TASK GOAL
Retype the stretch of items below, from the line containing "One keypoint belongs on each instance. Annotate the player's" through the last of the items, with every character unchanged.

STORED DATA
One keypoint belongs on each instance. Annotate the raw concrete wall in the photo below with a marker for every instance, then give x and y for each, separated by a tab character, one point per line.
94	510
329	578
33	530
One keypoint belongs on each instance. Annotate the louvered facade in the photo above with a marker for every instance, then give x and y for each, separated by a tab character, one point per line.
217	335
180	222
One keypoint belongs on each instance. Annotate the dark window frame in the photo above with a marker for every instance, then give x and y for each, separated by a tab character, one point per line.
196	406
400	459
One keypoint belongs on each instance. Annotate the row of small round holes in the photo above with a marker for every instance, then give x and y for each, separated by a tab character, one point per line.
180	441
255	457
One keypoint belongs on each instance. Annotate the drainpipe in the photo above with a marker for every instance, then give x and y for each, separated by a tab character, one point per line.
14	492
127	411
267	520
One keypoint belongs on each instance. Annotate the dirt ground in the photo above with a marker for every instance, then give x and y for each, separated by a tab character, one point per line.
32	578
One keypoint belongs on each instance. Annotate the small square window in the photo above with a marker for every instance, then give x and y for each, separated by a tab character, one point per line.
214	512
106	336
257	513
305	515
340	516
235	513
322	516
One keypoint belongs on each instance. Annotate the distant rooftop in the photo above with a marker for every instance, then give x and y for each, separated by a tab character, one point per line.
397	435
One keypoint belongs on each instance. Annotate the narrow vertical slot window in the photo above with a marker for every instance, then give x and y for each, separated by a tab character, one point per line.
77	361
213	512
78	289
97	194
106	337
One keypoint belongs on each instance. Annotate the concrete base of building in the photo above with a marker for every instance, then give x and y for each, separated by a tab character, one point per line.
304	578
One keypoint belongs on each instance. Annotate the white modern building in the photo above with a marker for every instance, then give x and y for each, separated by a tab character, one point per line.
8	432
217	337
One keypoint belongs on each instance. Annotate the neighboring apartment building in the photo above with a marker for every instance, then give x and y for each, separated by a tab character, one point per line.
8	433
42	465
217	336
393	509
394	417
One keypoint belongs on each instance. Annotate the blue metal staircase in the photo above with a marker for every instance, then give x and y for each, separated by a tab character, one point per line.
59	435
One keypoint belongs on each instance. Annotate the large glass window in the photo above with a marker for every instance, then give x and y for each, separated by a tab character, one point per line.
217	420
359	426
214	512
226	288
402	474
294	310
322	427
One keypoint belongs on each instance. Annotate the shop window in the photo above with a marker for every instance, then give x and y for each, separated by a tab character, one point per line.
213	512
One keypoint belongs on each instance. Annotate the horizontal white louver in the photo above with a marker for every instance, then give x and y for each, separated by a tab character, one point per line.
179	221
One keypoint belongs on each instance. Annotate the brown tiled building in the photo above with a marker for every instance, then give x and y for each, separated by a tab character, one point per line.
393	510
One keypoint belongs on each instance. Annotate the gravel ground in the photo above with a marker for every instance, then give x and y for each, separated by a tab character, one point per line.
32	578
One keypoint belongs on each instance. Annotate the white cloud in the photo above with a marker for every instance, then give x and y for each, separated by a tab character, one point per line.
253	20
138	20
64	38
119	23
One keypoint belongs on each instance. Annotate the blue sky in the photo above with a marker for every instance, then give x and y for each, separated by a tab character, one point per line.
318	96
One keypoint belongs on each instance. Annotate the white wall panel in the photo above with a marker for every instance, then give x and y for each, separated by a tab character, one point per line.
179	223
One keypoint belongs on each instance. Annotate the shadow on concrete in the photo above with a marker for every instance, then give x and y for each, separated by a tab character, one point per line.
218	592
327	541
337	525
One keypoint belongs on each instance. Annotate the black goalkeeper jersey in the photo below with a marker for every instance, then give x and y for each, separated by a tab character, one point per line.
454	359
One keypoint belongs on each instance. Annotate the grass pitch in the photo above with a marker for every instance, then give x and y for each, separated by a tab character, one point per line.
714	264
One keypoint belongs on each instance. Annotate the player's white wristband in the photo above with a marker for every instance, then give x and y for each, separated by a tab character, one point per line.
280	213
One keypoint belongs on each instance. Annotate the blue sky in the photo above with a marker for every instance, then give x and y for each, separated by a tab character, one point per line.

FINAL RESULT
One keypoint belongs on each instance. Annotate the player's white wristband in the photo above with a marker for every instance, then give x and y for each, separated by a tab character, one point per line.
280	213
One keypoint belongs on each instance. Annotate the blue sky in the photo above with a marker for every instance, then give x and y for each, separated by a tab character, one point per line.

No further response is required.